- Given task
Reproduce every one of the following rows verbatim, omitting the picture.

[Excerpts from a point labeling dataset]
────────────────────

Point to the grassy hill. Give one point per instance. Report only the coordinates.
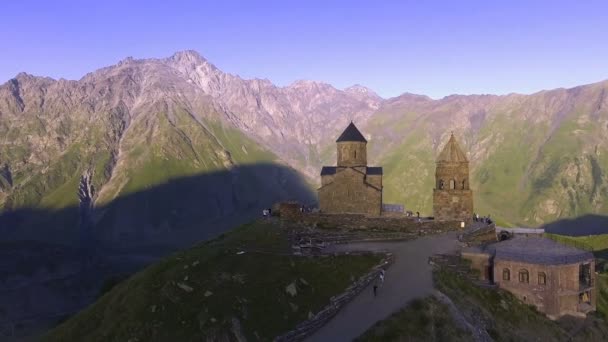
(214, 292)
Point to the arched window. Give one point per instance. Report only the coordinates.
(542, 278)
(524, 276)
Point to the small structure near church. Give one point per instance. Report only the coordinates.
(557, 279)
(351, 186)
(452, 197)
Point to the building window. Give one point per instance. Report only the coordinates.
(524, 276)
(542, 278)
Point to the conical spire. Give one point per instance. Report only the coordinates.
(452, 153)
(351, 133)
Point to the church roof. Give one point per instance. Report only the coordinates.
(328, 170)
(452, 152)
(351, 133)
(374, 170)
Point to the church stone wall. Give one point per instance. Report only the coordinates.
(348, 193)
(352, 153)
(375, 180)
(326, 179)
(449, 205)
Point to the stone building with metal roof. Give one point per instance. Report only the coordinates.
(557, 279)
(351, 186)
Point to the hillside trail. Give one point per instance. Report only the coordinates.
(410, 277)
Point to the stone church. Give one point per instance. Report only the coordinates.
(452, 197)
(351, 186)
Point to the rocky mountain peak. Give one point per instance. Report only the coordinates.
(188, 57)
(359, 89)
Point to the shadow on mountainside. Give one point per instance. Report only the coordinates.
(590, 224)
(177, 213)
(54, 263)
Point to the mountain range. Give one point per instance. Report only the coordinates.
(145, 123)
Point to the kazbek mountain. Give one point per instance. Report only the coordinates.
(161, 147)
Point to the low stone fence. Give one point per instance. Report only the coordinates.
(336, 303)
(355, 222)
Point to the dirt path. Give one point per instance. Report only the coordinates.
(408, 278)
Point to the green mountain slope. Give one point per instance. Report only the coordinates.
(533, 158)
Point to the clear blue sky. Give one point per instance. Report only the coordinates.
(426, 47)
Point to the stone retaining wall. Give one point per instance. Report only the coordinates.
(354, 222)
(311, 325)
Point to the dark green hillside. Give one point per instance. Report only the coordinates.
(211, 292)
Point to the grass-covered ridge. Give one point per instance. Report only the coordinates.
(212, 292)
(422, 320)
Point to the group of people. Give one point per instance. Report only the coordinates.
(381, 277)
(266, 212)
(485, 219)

────────────────────

- Correct answer
Point to the grassy hill. Give one point per instance. Report only the coordinates.
(214, 292)
Point to the arched window. Give one point per instance. Report only the coordinates.
(542, 278)
(524, 276)
Point to the small structure near church. Give one point per instance. Report only the coordinates.
(557, 279)
(351, 186)
(452, 197)
Point to the building window. Give one point per instance. Report only the coordinates.
(524, 276)
(542, 278)
Point to the conical spire. Give one point per instance. Report only the coordinates.
(452, 153)
(351, 133)
Point to the church roof. Give one point per instance. Report only the coordinates.
(328, 170)
(452, 152)
(351, 133)
(374, 170)
Point to the church stone wall. Give one point per instance. Report only the coordinates.
(348, 193)
(352, 153)
(375, 180)
(326, 179)
(449, 205)
Point to the stone building with metal roof. Give one point per instance. Report only the coordinates.
(557, 279)
(351, 186)
Point to the hillside trail. Give one point per instance. Report only the coordinates.
(410, 277)
Point to the stone church. Give one point per instance. Report only the coordinates.
(452, 197)
(351, 186)
Point to the rocky mountain peak. Give one point per instance. Report only the coordinates.
(188, 57)
(359, 89)
Point to the shadow on mountainside. Give one point per instance. Report only the coordinates.
(590, 224)
(177, 213)
(54, 263)
Point to the mountain range. Give one point per instance. Report only the coordinates.
(145, 123)
Point to the kazbek mountain. Give one point per instance. Report only the coordinates.
(161, 147)
Point to the low stone fence. Give one point per instance. Report only the coordinates.
(336, 303)
(355, 222)
Point to the dirt path. Give one point per instance. Report only the coordinates.
(408, 278)
Point to the green mountain slope. Give one point per instance. Report only the coordinates.
(533, 158)
Point to the clear blue sky. Give one point per instance. Report only the coordinates.
(426, 47)
Point to the stone retaining wall. Give one point per instance. Report only the coordinates.
(354, 222)
(311, 325)
Point to the dark green hillside. Give one point per instance. Report only the coordinates.
(211, 292)
Point to the grass-covered ridge. Give one point per instance. Report only the coordinates.
(212, 292)
(422, 320)
Point to the group of people. Give one point per instance. Report only the coordinates.
(381, 277)
(266, 212)
(485, 219)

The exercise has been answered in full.